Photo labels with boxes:
──────────────────────────────

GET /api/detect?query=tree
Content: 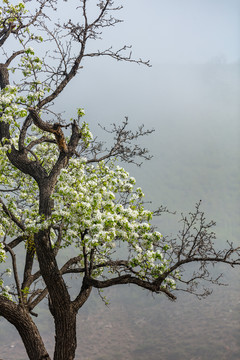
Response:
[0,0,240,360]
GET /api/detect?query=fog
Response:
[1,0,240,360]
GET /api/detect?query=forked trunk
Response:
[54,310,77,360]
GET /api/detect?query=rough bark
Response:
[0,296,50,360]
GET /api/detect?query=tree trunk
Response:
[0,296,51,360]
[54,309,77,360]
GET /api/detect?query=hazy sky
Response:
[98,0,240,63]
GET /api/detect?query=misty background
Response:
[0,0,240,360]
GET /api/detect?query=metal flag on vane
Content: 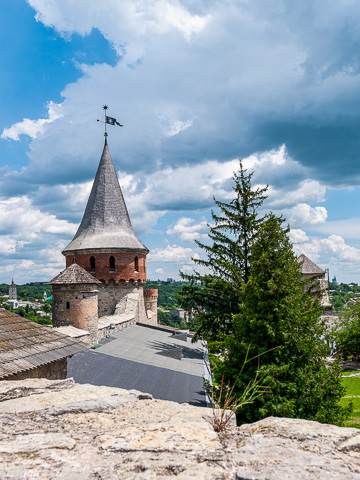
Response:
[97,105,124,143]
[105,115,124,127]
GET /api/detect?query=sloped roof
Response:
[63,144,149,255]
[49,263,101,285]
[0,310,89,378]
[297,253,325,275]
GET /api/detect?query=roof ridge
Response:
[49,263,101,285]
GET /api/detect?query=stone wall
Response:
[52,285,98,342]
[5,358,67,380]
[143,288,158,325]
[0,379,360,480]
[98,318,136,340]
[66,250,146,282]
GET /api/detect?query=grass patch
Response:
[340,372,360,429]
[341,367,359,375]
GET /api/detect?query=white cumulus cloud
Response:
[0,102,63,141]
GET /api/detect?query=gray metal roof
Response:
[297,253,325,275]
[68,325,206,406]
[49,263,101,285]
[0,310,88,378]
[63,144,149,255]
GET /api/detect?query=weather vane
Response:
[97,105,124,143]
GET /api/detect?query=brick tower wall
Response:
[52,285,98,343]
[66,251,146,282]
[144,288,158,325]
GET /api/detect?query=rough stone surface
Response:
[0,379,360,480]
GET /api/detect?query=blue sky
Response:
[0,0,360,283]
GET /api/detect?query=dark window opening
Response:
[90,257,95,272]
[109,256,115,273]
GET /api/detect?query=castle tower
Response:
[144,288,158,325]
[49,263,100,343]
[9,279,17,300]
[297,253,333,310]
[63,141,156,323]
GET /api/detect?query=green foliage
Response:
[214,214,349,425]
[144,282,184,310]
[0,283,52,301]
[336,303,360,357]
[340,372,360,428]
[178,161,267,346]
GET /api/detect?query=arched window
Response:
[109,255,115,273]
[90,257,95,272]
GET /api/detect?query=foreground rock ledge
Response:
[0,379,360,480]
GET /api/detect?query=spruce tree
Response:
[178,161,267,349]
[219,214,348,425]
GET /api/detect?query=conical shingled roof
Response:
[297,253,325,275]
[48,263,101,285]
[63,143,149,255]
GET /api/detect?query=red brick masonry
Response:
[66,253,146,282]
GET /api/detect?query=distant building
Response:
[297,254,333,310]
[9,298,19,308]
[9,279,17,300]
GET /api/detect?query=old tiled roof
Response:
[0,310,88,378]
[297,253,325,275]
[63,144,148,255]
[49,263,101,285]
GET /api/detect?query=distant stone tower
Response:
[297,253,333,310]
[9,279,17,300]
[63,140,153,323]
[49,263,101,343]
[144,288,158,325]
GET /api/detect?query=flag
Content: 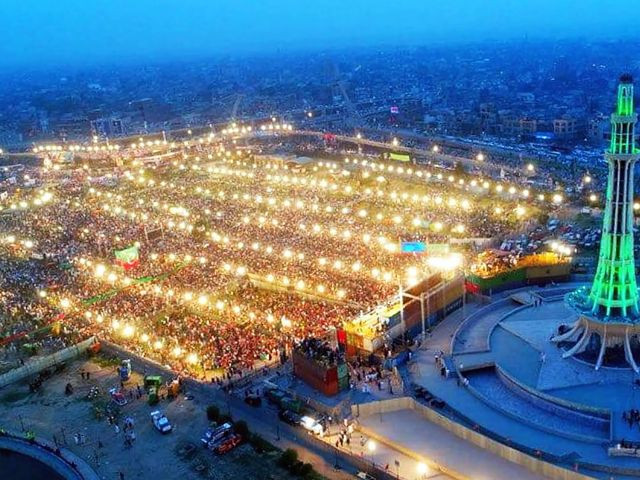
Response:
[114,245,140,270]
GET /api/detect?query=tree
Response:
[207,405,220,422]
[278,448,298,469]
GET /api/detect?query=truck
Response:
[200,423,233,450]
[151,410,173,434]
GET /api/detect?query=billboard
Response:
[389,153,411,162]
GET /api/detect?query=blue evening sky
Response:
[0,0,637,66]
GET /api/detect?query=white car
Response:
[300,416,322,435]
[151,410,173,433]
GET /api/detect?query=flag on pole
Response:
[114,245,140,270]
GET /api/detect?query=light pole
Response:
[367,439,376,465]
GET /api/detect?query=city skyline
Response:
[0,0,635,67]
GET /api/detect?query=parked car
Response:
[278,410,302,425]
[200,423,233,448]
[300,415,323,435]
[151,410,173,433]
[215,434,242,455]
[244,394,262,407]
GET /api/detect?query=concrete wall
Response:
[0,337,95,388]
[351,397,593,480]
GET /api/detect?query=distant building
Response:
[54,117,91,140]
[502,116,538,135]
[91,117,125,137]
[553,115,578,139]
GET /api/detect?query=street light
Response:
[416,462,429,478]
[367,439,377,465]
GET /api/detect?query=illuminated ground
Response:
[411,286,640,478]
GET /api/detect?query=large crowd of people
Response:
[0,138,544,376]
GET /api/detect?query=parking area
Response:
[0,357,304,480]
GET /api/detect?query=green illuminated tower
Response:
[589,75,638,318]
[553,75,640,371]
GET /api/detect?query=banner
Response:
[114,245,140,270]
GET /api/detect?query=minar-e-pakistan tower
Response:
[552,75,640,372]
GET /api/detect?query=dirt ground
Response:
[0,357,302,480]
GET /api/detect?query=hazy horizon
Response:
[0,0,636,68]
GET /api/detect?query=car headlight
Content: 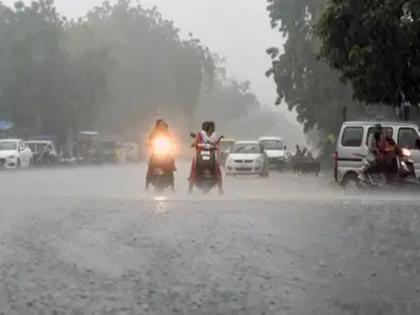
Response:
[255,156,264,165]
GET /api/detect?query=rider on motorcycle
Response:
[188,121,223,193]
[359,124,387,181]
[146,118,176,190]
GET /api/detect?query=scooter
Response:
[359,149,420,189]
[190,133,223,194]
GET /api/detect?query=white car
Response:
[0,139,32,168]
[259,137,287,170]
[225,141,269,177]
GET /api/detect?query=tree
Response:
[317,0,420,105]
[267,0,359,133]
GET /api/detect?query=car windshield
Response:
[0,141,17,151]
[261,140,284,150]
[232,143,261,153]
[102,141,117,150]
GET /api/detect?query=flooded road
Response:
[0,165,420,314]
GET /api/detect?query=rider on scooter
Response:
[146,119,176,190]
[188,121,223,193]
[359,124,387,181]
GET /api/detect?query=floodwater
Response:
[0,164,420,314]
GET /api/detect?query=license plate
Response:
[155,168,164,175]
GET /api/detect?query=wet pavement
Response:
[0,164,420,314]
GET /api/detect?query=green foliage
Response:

──────────────────────────────

**Stated problem**
Render the entire listing above as a numbered list with blank lines omitted, and leave the pictures out.

**The solution**
1. GET /api/detect?query=tree
2. Content: 
3. Response:
4. [0,0,240,360]
5. GET /api/detect?query=fog
6. Response:
7. [1,0,240,360]
8. GET /api/detect?query=forked trunk
9. Response:
10. [54,310,77,360]
11. GET /api/detect?query=rough bark
12. Response:
13. [0,296,50,360]
14. GET /api/detect?query=tree trunk
15. Response:
16. [0,296,51,360]
17. [54,309,77,360]
18. GET /api/detect?query=hazy sky
19. Response:
20. [98,0,240,63]
21. GET /api/detect?query=misty background
22. Response:
23. [0,0,240,360]
24. GET /api/detect?query=metal flag on vane
25. Content: 
26. Response:
27. [97,105,124,143]
28. [105,115,124,127]
29. GET /api/detect?query=sloped roof
30. Response:
31. [63,144,149,255]
32. [49,263,101,285]
33. [0,310,89,378]
34. [297,253,325,275]
35. GET /api/detect?query=roof ridge
36. Response:
37. [49,263,101,285]
38. GET /api/detect?query=stone wall
39. Response:
40. [52,285,98,342]
41. [5,358,67,380]
42. [143,288,158,325]
43. [0,379,360,480]
44. [98,318,136,340]
45. [66,250,146,282]
46. GET /api/detect?query=grass patch
47. Response:
48. [340,372,360,429]
49. [341,367,359,375]
50. GET /api/detect?query=white cumulus cloud
51. Response:
52. [0,102,63,141]
53. GET /api/detect?query=gray metal roof
54. Response:
55. [297,253,325,275]
56. [68,325,206,406]
57. [49,263,101,285]
58. [0,310,88,378]
59. [63,144,149,255]
60. GET /api/detect?query=weather vane
61. Response:
62. [97,105,124,143]
63. GET /api/detect?query=brick tower wall
64. Response:
65. [52,285,98,343]
66. [66,251,146,282]
67. [144,288,158,325]
68. GET /api/detect?query=rough stone surface
69. Response:
70. [0,379,360,480]
71. GET /api/detect?query=blue sky
72. Response:
73. [0,0,360,283]
74. GET /api/detect?query=dark window opening
75. Response:
76. [90,257,95,272]
77. [109,256,115,273]
78. GET /api/detect?query=castle tower
79. Response:
80. [144,288,158,325]
81. [49,263,100,343]
82. [9,279,17,300]
83. [297,253,333,310]
84. [63,141,156,323]
85. GET /api/detect?query=green foliage
86. Response:
87. [214,214,349,425]
88. [144,282,184,310]
89. [0,283,52,301]
90. [336,303,360,357]
91. [340,372,360,428]
92. [178,161,267,346]
93. GET /api/detect?query=arched window
94. Response:
95. [109,255,115,273]
96. [90,257,95,272]
97. GET /api/detect?query=foreground rock ledge
98. Response:
99. [0,379,360,480]
100. GET /api/detect?query=spruce tree
101. Response:
102. [178,161,267,349]
103. [219,214,348,425]
104. GET /api/detect?query=conical shingled roof
105. Response:
106. [297,253,325,275]
107. [48,263,101,285]
108. [63,143,149,255]
109. GET /api/detect?query=red brick masonry
110. Response:
111. [66,253,146,282]
112. GET /api/detect?query=distant building
113. Response:
114. [297,254,333,310]
115. [9,298,19,308]
116. [9,279,17,300]
117. GET /api/detect?query=old tiled roof
118. Response:
119. [0,310,88,378]
120. [297,253,325,275]
121. [63,144,148,255]
122. [49,263,101,285]
123. GET /api/detect?query=distant stone tower
124. Response:
125. [297,253,333,310]
126. [9,279,17,300]
127. [63,140,153,323]
128. [49,263,101,343]
129. [144,288,158,325]
130. GET /api/detect?query=flag
131. Content: 
132. Response:
133. [114,245,140,270]
134. GET /api/detect?query=tree
135. Response:
136. [207,405,220,422]
137. [278,448,298,469]
138. GET /api/detect?query=truck
139. Response:
140. [200,423,233,450]
141. [151,410,173,434]
142. GET /api/detect?query=billboard
143. Response:
144. [389,153,411,162]
145. GET /api/detect?query=blue evening sky
146. Response:
147. [0,0,637,66]
148. GET /api/detect?query=white car
149. Response:
150. [300,416,322,435]
151. [151,410,173,433]
152. GET /api/detect?query=flag on pole
153. Response:
154. [114,245,140,270]
155. GET /api/detect?query=light pole
156. Response:
157. [367,439,376,465]
158. GET /api/detect?query=city skyline
159. Response:
160. [0,0,635,67]
161. GET /api/detect?query=parked car
162. Response:
163. [278,410,302,425]
164. [200,423,233,448]
165. [300,415,323,435]
166. [151,410,173,433]
167. [215,434,242,455]
168. [244,394,262,407]
169. GET /api/detect?query=concrete wall
170. Response:
171. [0,337,95,388]
172. [351,397,593,480]
173. GET /api/detect?query=distant building
174. Response:
175. [54,117,91,140]
176. [502,116,538,135]
177. [91,117,125,137]
178. [553,115,578,139]
179. GET /api/detect?query=street light
180. Response:
181. [416,462,429,478]
182. [367,439,377,465]
183. GET /api/detect?query=illuminated ground
184. Response:
185. [411,286,640,478]
186. GET /api/detect?query=large crowd of people
187. Response:
188. [0,138,544,376]
189. GET /api/detect?query=parking area
190. Response:
191. [0,357,304,480]
192. GET /api/detect?query=green illuminated tower
193. Response:
194. [589,75,638,318]
195. [553,75,640,371]
196. GET /api/detect?query=banner
197. Response:
198. [114,245,140,270]
199. GET /api/detect?query=minar-e-pakistan tower
200. Response:
201. [552,75,640,372]
202. GET /api/detect?query=dirt ground
203. Response:
204. [0,357,302,480]
205. GET /api/detect?query=hazy horizon
206. Response:
207. [0,0,636,68]
208. GET /api/detect?query=car headlight
209. Content: 
210. Response:
211. [255,156,264,165]
212. GET /api/detect?query=rider on motorcycle
213. Response:
214. [188,121,223,193]
215. [359,124,387,181]
216. [146,118,176,190]
217. GET /api/detect?query=scooter
218. Response:
219. [359,149,420,189]
220. [190,133,223,194]
221. GET /api/detect?query=white car
222. Response:
223. [0,139,32,168]
224. [259,137,287,170]
225. [225,141,269,177]
226. GET /api/detect?query=tree
227. Response:
228. [317,0,420,105]
229. [267,0,359,133]
230. GET /api/detect?query=car windshield
231. Response:
232. [0,141,17,151]
233. [261,140,284,150]
234. [232,143,261,153]
235. [102,141,117,150]
236. GET /api/detect?query=flooded road
237. Response:
238. [0,165,420,314]
239. GET /api/detect?query=rider on scooter
240. Response:
241. [146,119,176,190]
242. [188,121,223,193]
243. [359,124,387,181]
244. GET /api/detect?query=floodwater
245. Response:
246. [0,164,420,314]
247. GET /api/detect?query=license plate
248. Response:
249. [155,168,164,175]
250. GET /api/detect?query=wet pavement
251. Response:
252. [0,164,420,314]
253. GET /api/detect?query=green foliage
254. Response:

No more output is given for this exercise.